◆ **Aim**: Write the next part of the spoken testimony transcript, picking up right after its final sentence.

◆ **Source document**:
Speaker 3:It is far off the scale of normal things to do. It is beyond. It is the darkest things of hell. It is bleakak, it is black and sometimes, when I think about it, you can't even word it. But what gives me comfort is when Christ was at the Passover table and he was about to break bread before he went to the cross in the Garden of Gethsemane, and the scripture says that Satan entered into Judas Iscariot. That has given me quite a bit of comfort to understand that that lucifer uses the vehicle of human beings to get the most vilest of work done. So the only way I can say to anybody out there is you've got to ransack the scripture that, yeah, you might be under counseling you, but it's got to be the word of god. It can only be the peace, it can only be the peace, it can only be the love, it can only be favor, it can only be the grace of god and the power of the holy spirit yeah, why why didn't I leave telly, I don't know.
Speaker 3:Why didn't I? I alert the authorities, I don't know. Why did I allow it? I don't know. But the story, the story, just it grows, it grows, it grows. So just obviously, what goes on? Goes on in them, paedophile rings, and it was in the sweet shop in the flat above as well. And what made it worse was the church that I'm in here is obviously was birthed and planted and pioneered by my nan. My nan had a vision of this church. My nan had the vision of this church. It was my nan's vision. My granddad yes, he was an alien minister, but the actual seed was given to my nan. Such a gracious, such a powerful, un, unassuming, spirit-filled lady I remember her.
Speaker 3:She had. She had the vision, and the vision was that she see a church coming on the back of a lorry, coming around st mary's road, coming into cherry avenue and being dropped off here. And this church, if you really knew and see the journey and where we are, it is a miracle beyond miracle Miracles how this church has got to be where it is. There's no other way when you understand what we are sitting in and what's gone on. So this isn't by chance. So the reason I'm mentioning this and obviously, god bless my granddad, but my granddad was a yearly minister so how this all ties up is basically like this. So what would happen is the situation would happen. I would jump on the blue bike, I would literally cycle, which is just a stone's throw. You can actually see it, telly, if you was to look out that window. You see the back of the shop, you see the flat, exactly.
Speaker 3:So see it, telly, if you was to look out that window you see the back of the shop, you see the flat, exactly right.
Speaker 3:So I'm almost tortured every time, every time. And I live just there as well, so I'm right on the doorstep of it, so I can't actually flee and run from it. And, um, so where did I get to? So, yeah, I'd come up here on the bike, I'd throw the bike out the front, I'd run in the church thank god that the church was here and I would come in here and I, just my nan would shout out what you're doing on, nan, it's all right, I'm just just coming, I'm just looking at the cross. A minute, you know god, I'll tell you what it's wicked, it's awful, and, uh, I thank god for this church because, um, it's been my saving grace to make it, make it even crazier this story. So I'd come flying up here on my bike, flying the church too, scared, like, just like, so scared.
Speaker 3:The feeling of fear, you, you, I can't tell the listeners, I can't tell, I can't express it, I can't express it enough. The power of fear. When fear grabs hold of you, when fear gets hold of you, when fear is running through your veins, when fear, adrenaline, it makes you do the odd, the most craziest things. It will, it, will it, just it, just all my it. I don't know, I don't know how to word it now. I'm not a person that never struggles for language and for wording and explaining because of where I come from and what I do and the calling. But trying to explain this it's virtually impossible because of the emotion and the fear and the scared feeling as a 12-and-a-half 13-year-old boy the fear of these aggressors. But they're not aggressive because to the outside world they're smiling, so they're the most obscured character.

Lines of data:
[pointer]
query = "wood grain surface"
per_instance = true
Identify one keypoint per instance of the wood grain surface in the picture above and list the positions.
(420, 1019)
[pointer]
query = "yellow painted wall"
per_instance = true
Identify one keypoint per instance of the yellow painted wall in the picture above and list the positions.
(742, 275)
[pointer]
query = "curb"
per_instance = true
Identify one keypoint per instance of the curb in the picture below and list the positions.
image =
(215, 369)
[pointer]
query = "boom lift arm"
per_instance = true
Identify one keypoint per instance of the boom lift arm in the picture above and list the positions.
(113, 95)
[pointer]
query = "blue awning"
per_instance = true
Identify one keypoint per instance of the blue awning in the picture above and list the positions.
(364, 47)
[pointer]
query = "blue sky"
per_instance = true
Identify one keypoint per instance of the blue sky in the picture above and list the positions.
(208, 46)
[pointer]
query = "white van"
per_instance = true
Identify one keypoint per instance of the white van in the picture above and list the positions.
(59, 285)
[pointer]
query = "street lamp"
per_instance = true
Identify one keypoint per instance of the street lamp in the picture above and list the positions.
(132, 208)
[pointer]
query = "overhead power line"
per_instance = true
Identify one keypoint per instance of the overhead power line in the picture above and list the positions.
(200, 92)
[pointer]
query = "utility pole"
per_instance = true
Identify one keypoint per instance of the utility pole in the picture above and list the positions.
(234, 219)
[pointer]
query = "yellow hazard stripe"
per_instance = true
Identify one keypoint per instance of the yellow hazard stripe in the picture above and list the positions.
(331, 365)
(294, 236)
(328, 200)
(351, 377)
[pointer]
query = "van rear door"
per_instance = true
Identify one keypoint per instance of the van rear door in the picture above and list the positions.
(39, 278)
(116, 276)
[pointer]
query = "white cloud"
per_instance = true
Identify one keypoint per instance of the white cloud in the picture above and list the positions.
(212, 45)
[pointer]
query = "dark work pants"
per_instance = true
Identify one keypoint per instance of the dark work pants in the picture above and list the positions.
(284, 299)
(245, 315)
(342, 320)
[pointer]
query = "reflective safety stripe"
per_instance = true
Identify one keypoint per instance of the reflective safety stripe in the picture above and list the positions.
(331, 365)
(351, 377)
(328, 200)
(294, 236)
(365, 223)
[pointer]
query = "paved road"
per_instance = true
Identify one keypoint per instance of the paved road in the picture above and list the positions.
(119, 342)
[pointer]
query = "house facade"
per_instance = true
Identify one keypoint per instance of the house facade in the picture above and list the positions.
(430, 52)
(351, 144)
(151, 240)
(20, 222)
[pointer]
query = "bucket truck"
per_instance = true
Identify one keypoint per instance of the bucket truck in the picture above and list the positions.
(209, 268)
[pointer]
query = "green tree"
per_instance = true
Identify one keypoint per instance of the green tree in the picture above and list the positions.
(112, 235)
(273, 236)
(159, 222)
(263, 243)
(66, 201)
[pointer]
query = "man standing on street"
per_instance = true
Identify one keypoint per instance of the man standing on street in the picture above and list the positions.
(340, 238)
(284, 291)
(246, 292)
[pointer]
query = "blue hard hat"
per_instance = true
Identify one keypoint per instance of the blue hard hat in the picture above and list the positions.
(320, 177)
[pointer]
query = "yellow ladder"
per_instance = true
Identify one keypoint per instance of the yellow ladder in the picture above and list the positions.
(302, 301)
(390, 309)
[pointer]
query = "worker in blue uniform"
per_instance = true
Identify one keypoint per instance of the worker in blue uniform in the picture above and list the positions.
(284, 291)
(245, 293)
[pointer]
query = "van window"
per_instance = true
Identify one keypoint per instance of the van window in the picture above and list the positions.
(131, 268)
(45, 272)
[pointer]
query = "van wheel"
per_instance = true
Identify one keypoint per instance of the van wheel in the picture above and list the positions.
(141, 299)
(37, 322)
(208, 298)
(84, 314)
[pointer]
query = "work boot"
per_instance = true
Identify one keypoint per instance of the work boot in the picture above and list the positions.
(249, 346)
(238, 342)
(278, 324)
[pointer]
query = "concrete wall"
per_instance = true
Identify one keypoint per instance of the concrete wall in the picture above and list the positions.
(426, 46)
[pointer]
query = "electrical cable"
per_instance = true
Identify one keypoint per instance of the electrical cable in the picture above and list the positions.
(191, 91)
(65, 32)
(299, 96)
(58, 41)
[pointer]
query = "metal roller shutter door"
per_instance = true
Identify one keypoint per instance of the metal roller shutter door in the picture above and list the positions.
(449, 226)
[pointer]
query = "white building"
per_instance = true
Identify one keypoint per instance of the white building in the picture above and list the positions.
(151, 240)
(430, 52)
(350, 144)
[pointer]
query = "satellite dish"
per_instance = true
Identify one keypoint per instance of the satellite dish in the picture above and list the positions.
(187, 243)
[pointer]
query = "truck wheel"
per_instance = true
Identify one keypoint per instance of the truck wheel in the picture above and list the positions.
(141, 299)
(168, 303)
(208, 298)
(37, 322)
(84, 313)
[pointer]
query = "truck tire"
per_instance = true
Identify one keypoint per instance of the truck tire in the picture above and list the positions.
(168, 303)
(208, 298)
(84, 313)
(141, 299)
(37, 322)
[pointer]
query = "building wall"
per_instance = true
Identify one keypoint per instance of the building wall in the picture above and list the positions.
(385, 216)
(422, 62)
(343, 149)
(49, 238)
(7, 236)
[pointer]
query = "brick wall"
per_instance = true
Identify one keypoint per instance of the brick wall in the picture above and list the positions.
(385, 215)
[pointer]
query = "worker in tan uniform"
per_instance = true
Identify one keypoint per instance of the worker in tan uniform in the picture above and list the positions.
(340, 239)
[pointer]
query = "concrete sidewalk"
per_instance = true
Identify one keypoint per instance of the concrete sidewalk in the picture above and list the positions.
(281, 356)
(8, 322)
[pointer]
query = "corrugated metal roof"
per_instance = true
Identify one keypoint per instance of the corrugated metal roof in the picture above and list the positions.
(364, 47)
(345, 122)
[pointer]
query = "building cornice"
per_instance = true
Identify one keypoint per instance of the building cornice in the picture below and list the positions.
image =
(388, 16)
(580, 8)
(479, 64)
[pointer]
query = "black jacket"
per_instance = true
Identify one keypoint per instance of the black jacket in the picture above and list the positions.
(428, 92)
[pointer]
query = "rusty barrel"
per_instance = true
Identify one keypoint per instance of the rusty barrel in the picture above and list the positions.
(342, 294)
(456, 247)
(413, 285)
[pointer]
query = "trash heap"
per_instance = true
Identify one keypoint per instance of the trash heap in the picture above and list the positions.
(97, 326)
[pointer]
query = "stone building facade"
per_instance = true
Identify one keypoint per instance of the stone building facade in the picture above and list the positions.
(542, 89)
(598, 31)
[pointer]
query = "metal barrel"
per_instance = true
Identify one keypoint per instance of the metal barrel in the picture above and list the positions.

◆ **Response to the exercise**:
Speaker 3:So you'd fly up here on your push bike, I'd throw the bike out the front, run in here, try and find a cross, try and grab your breath. My nan would be shouting you all right out there. Yeah, I'm fine, nan. Yeah, breath. My nana be shouting hello, you're right out there. Yeah, I'm fine now. Yeah, don't worry, all is okay I'm just just just wandering through. I've seen a little while.
Speaker 3:So the church is very significant. The church has been my healer, but also so this happens, this event happens, all this is going on, but then this is how crazy this is. What happened was one of the gentlemen meets a lady. He knows that I'm in this church. He starts coming to church. So suddenly, the safe space that is here.
Speaker 2:It's no longer safe.
Speaker 3:It's no longer safe. Oh good God. So it becomes there's no place to go. No place to go. So then, to make it even worse, my granddad, as the minister, actually marries him in his church.
Speaker 2:Oh, my God.
Speaker 3:He's baptized in his church. Oh my God, he's baptised in his church. He's telling everyone in his church how he's a Christian and he's a believer. And in the scripture I often think about this when Christ locked eyes across the courtyard With Peter Three times you'll disown me. There's certain gazes that people will look at you and I often think to myself that man would look into my eyes, into this church, and you could see dark, satanic. So there are certain gazes and I think people that have gone through certain things in their lives will understand what that's like to have someone look at you. And Christ was looking at the apostle. The disciple was looking at Christ, you know, denouncing Christ and all that sort of stuff. And he got married in here, he got baptised in here, he would come to church in here Don't forget, I'm still a young lad, but then Because he hadn't changed in any way.
Speaker 3:He hadn't changed, he hadn't changed, he hadn't changed. But then he's here every Sunday. He's here every Sunday, he's in this church praising the lord. So I can't escape it. I can't tell anybody. Now it's got worse because he's a christian. Am I a christian? Does jesus?
Speaker 1:love me.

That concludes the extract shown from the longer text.